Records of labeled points
_ _ _

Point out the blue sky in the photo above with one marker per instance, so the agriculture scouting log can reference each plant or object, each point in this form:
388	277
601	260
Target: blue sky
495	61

_ _ _

#### [Problem to solve]
Copy the records above line for line, without changing anything.

#### [Reply to the exercise]
Point out the blue sky in the photo above with one marker per instance, so the agriculture scouting log can reference each plant or object, each point in this form:
388	277
601	260
Target: blue sky
495	61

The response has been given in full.